◆ Work item ◆
Your output should be every line below, copied exactly.
[Opening Exercise input section]
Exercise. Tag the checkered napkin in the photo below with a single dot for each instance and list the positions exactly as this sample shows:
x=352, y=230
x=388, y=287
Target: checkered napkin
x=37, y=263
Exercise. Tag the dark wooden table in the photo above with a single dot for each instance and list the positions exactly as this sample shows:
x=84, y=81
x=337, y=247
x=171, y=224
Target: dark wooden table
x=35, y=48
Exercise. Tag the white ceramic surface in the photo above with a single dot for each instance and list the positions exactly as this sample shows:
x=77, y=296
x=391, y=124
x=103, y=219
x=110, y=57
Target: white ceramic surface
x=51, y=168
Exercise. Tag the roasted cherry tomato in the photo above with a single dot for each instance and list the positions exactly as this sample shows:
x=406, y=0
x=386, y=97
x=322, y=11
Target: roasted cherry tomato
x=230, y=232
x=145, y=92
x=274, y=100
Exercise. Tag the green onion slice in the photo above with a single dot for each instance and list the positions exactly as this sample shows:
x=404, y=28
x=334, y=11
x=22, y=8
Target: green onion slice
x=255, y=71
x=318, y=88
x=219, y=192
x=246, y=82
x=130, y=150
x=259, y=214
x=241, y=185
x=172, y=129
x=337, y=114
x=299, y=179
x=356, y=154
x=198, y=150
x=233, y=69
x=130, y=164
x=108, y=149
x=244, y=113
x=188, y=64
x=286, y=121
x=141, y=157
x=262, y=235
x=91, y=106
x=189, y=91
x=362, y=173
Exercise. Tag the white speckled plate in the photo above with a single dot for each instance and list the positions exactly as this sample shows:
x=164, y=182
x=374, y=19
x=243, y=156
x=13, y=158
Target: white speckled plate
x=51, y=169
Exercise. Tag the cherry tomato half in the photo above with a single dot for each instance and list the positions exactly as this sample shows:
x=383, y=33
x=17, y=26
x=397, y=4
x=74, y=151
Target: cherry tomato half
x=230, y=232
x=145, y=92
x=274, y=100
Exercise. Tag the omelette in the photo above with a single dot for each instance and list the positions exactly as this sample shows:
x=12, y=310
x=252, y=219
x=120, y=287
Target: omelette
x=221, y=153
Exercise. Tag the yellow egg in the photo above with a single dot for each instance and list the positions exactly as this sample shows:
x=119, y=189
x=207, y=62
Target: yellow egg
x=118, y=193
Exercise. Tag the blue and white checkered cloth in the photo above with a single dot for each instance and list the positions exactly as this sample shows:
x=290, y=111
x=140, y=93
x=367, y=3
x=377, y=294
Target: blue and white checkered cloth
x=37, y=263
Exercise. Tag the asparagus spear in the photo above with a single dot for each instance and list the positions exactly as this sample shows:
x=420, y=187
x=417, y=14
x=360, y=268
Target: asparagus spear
[Closing Exercise input section]
◆ Exercise result ◆
Exercise. Tag the checkered napkin in the photo below with a single dot for each instance and list the positions exactly as this sample shows:
x=352, y=230
x=388, y=287
Target: checkered napkin
x=37, y=263
Exercise. Tag the dark wooden table in the photo above with a single dot for each instance and list the positions exactly as this sample shows:
x=84, y=81
x=337, y=247
x=171, y=224
Target: dark wooden table
x=35, y=48
Exercise. Tag the white ceramic surface in the photo above with a single dot for each instance and list the positions exactly as this sample shows:
x=77, y=296
x=391, y=124
x=103, y=219
x=110, y=57
Target: white ceramic surface
x=51, y=168
Exercise. Tag the roasted cherry tomato in the photo above with a single dot for each instance and list the positions exactly as this sample shows:
x=406, y=0
x=386, y=97
x=322, y=11
Target: roasted cherry tomato
x=230, y=232
x=145, y=92
x=274, y=100
Exercise. Tag the green onion slice in the photo above with a single dot for each instance and list the positions exactly as this sample shows:
x=404, y=28
x=334, y=11
x=22, y=8
Target: green onion slice
x=255, y=71
x=318, y=88
x=219, y=192
x=246, y=82
x=130, y=150
x=259, y=214
x=241, y=185
x=172, y=129
x=337, y=114
x=299, y=179
x=356, y=154
x=198, y=150
x=233, y=69
x=130, y=164
x=108, y=149
x=244, y=113
x=188, y=64
x=286, y=121
x=141, y=157
x=262, y=235
x=91, y=106
x=189, y=91
x=362, y=173
Exercise. Tag the white speckled plate in the photo above with a single dot for each instance and list the positions exactly as this sample shows:
x=164, y=182
x=374, y=19
x=243, y=156
x=13, y=158
Target: white speckled plate
x=51, y=169
Exercise. Tag the cherry tomato half in the photo above with a single dot for each instance and list the positions exactly as this sample shows:
x=383, y=33
x=17, y=26
x=397, y=4
x=74, y=151
Target: cherry tomato half
x=230, y=232
x=145, y=92
x=274, y=100
Exercise. Tag the omelette in the photo above with a single dot for each instance and list the positions exactly as this sample shows:
x=12, y=310
x=252, y=219
x=120, y=287
Target: omelette
x=221, y=153
Exercise. Tag the yellow egg in the photo above with a single dot for each instance and list the positions exactly as this sample shows:
x=119, y=189
x=207, y=62
Target: yellow egg
x=118, y=193
Exercise. Tag the blue and white checkered cloth in the photo above with a single dot for each instance and list the positions exactly as this sample shows:
x=290, y=111
x=140, y=93
x=367, y=3
x=377, y=294
Target: blue and white checkered cloth
x=37, y=263
Exercise. Tag the asparagus spear in the photo above with a single dot for each instance and list the positions exactly as this sample shows:
x=420, y=187
x=417, y=14
x=360, y=268
Target: asparagus spear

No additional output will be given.